> [Work required] Please reproduce the entries from the line containing "In the photo above, where can the white building" through the end of the entries, inclusive, with each request copied unchanged. Multiply every coordinate in the answers by 1.85, rounding to whole numbers with halves rounded up, and return only these lines.

> [Data shown]

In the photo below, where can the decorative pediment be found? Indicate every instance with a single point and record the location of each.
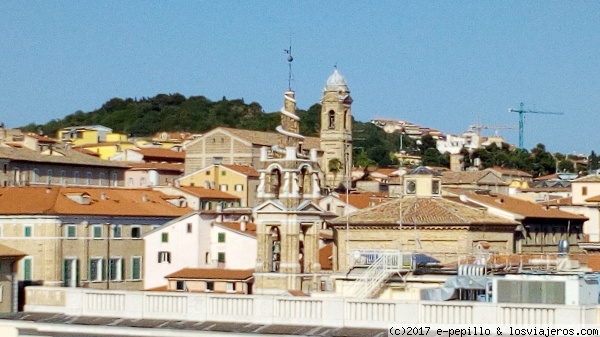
(309, 206)
(270, 206)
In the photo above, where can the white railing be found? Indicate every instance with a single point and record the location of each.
(381, 265)
(316, 311)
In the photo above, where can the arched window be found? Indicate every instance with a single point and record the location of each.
(331, 119)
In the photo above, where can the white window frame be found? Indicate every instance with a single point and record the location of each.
(164, 257)
(100, 275)
(94, 232)
(116, 231)
(63, 177)
(30, 231)
(139, 229)
(67, 228)
(117, 261)
(140, 267)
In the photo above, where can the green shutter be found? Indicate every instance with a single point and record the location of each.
(27, 270)
(135, 268)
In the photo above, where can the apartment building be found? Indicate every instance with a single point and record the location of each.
(82, 236)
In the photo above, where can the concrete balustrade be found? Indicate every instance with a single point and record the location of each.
(317, 311)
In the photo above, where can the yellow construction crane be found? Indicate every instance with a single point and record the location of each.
(478, 127)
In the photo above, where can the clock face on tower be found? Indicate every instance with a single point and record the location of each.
(411, 187)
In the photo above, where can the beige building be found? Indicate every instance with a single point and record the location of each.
(228, 281)
(238, 180)
(54, 166)
(76, 236)
(9, 258)
(420, 221)
(336, 131)
(232, 146)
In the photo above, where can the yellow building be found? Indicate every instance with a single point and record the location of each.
(238, 180)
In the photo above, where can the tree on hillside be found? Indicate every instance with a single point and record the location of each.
(566, 165)
(543, 161)
(593, 161)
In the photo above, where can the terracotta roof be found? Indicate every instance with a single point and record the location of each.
(512, 172)
(423, 211)
(213, 274)
(58, 201)
(100, 144)
(43, 139)
(243, 169)
(269, 138)
(386, 171)
(208, 193)
(235, 226)
(158, 153)
(466, 177)
(135, 166)
(545, 189)
(546, 177)
(364, 200)
(172, 136)
(524, 208)
(593, 199)
(69, 157)
(87, 152)
(325, 257)
(568, 201)
(10, 252)
(592, 178)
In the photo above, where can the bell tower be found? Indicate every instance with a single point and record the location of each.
(336, 131)
(288, 219)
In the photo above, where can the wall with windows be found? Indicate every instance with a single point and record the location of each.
(17, 173)
(181, 243)
(105, 253)
(232, 249)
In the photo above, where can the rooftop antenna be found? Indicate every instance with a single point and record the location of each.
(290, 59)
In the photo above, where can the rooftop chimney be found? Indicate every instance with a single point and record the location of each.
(243, 224)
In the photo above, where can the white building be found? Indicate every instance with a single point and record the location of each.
(197, 240)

> [Answer for this exercise]
In the photo above, where can the white building be found? Indicate every instance with a single point and record the location of each.
(364, 444)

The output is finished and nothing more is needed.